> _Activity_:
Your answer should consist of all lines in the listing that hold the word "positive".

----- Material supplied

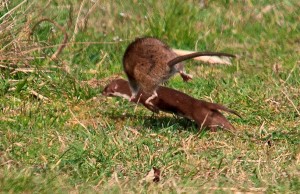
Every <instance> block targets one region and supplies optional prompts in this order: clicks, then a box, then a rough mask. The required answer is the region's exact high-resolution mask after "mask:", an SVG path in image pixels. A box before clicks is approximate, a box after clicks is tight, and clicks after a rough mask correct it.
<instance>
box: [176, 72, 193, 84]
mask: <svg viewBox="0 0 300 194" xmlns="http://www.w3.org/2000/svg"><path fill="white" fill-rule="evenodd" d="M179 74H180V76H181V77H182V79H183V81H185V82H187V81H189V80H191V79H193V76H192V75H190V74H187V73H185V72H184V71H179Z"/></svg>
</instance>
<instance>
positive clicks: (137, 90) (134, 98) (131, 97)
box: [128, 77, 140, 101]
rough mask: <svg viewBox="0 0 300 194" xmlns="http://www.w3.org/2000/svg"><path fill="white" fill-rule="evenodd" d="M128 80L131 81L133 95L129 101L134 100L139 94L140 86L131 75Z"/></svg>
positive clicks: (129, 99)
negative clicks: (133, 79) (134, 79)
mask: <svg viewBox="0 0 300 194" xmlns="http://www.w3.org/2000/svg"><path fill="white" fill-rule="evenodd" d="M128 81H129V87H130V90H131V97H130V99H129V101H133V100H134V99H135V98H136V97H137V94H138V93H139V90H140V86H139V85H138V84H137V82H136V81H135V80H133V79H130V78H129V77H128Z"/></svg>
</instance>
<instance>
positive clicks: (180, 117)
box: [106, 112, 206, 134]
mask: <svg viewBox="0 0 300 194" xmlns="http://www.w3.org/2000/svg"><path fill="white" fill-rule="evenodd" d="M106 115H107V116H108V117H109V118H110V119H112V120H116V121H117V120H128V119H129V120H130V121H132V122H133V125H135V126H136V125H142V126H143V128H150V129H151V130H153V132H159V131H161V130H162V129H165V128H169V129H172V130H176V131H182V130H184V131H190V132H193V133H195V134H196V133H198V132H199V129H198V126H197V124H196V123H195V122H193V121H191V120H189V119H187V118H183V117H178V116H176V115H172V114H167V115H166V114H155V113H153V114H152V115H143V114H140V115H137V114H133V113H125V114H122V113H113V112H109V113H107V114H106ZM205 130H206V129H205Z"/></svg>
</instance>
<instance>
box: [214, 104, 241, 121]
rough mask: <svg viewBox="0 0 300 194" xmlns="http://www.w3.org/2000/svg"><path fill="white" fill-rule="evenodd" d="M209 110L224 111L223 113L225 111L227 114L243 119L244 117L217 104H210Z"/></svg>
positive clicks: (235, 112) (221, 105)
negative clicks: (227, 112) (239, 117)
mask: <svg viewBox="0 0 300 194" xmlns="http://www.w3.org/2000/svg"><path fill="white" fill-rule="evenodd" d="M209 108H210V109H215V110H222V111H225V112H229V113H232V114H234V115H236V116H238V117H240V118H242V116H241V115H240V114H239V113H238V112H237V111H235V110H231V109H229V108H227V107H225V106H223V105H221V104H216V103H209Z"/></svg>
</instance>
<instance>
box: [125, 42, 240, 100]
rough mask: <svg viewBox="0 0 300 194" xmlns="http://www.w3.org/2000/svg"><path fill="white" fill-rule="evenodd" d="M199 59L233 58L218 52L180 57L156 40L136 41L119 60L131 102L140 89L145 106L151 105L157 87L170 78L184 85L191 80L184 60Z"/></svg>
mask: <svg viewBox="0 0 300 194" xmlns="http://www.w3.org/2000/svg"><path fill="white" fill-rule="evenodd" d="M199 56H227V57H235V56H234V55H231V54H227V53H218V52H195V53H191V54H187V55H183V56H177V54H176V53H175V52H174V51H173V50H172V49H171V48H169V47H168V45H166V44H165V43H163V42H162V41H161V40H159V39H156V38H151V37H148V38H137V39H136V40H135V41H133V42H132V43H131V44H129V46H128V47H127V49H126V51H125V54H124V56H123V67H124V71H125V73H126V75H127V78H128V81H129V85H130V89H131V91H132V95H131V98H130V99H131V100H132V99H133V98H135V97H136V95H137V93H138V92H139V90H140V89H141V90H142V91H143V92H144V93H145V94H147V96H149V97H148V99H146V101H145V103H146V104H149V105H152V103H151V102H150V100H152V99H154V98H155V97H156V96H157V92H156V90H157V88H158V86H159V85H160V84H161V83H163V82H165V81H167V80H168V79H169V78H170V77H171V76H173V75H174V74H176V73H177V72H179V73H180V75H181V77H182V78H183V80H184V81H188V80H189V79H191V78H192V77H191V76H190V75H189V74H186V73H185V71H184V64H183V63H180V62H182V61H184V60H187V59H191V58H194V57H199Z"/></svg>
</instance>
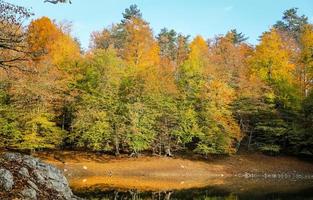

----------

> _Answer for the task_:
positive clicks: (137, 90) (134, 98) (131, 97)
positive clicks: (129, 99)
positive clicks: (180, 117)
positive clicks: (235, 112) (221, 105)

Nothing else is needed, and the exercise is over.